INSTRUCTIONS TO FOLLOW - Type out the lines below exactly, from the first through the line holding "Target: forested mountain", and include no pictures.

[Region pointing data]

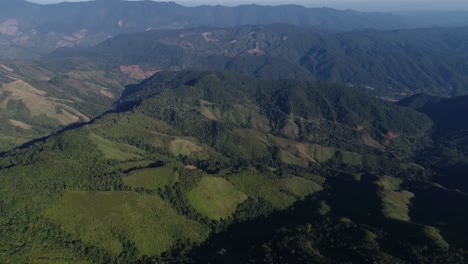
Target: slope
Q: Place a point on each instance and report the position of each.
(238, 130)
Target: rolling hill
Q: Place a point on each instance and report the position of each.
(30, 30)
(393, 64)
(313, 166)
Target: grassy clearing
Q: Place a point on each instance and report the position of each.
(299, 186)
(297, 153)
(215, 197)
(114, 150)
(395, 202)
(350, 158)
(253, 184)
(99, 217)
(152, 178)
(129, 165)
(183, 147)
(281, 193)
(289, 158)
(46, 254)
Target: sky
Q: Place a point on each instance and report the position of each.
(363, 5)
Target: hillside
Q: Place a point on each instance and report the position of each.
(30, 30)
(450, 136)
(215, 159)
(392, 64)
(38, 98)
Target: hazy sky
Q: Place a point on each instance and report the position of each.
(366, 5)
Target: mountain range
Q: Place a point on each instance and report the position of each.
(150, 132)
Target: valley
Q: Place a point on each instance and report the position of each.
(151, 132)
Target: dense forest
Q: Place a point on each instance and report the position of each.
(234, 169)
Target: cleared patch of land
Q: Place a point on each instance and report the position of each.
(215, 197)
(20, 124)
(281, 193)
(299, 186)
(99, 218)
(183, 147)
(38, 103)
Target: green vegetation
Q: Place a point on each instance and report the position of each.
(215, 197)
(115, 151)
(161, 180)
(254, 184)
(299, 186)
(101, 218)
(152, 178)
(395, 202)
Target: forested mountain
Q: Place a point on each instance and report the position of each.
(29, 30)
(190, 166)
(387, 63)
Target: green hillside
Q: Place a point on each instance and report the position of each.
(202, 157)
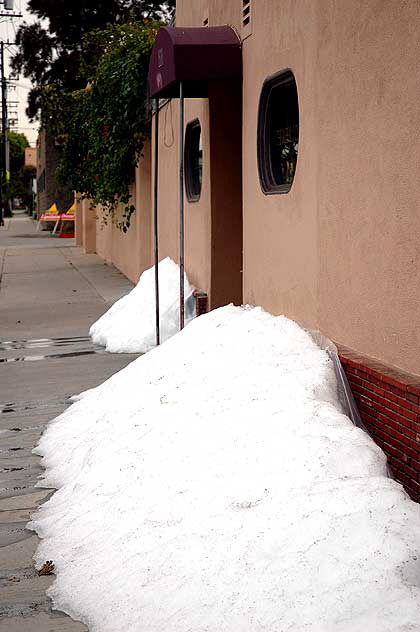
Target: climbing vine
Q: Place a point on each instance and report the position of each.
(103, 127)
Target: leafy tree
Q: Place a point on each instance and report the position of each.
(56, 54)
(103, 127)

RESPONSE -
Target: slope
Q: Place a point on each instance and report the position of each.
(238, 130)
Target: rolling hill
Q: Place a point on each instance and report the position of each.
(30, 30)
(393, 64)
(313, 166)
Target: grassy clearing
Q: Place a point on each instance and report the position of each.
(299, 186)
(297, 153)
(215, 197)
(114, 150)
(395, 202)
(350, 158)
(253, 184)
(99, 217)
(152, 178)
(129, 165)
(183, 147)
(281, 193)
(289, 158)
(46, 254)
Target: sky
Q: Place a point on each instance and report the position of each.
(363, 5)
Target: hillside
Q: Place a point on each instance and report the position of each.
(30, 30)
(450, 136)
(215, 159)
(392, 64)
(38, 98)
Target: hazy sky
Q: Place a point on each instance and report the position of each.
(366, 5)
Target: mountain range
Q: Place a point on each instance and report the position of each.
(150, 132)
Target: valley
Q: Place a point on each instance and report the position of each.
(151, 132)
Target: dense forest
Q: Place a point on each instance and report the position of each.
(234, 169)
Target: cleared patch of land
Q: Place a point on each instance and report the position of each.
(215, 197)
(20, 124)
(281, 193)
(299, 186)
(99, 218)
(183, 147)
(38, 103)
Target: green vegetation
Q: Place a point on each instance and report the position of each.
(215, 197)
(115, 151)
(161, 180)
(254, 184)
(299, 186)
(101, 218)
(152, 178)
(395, 202)
Target: forested mountain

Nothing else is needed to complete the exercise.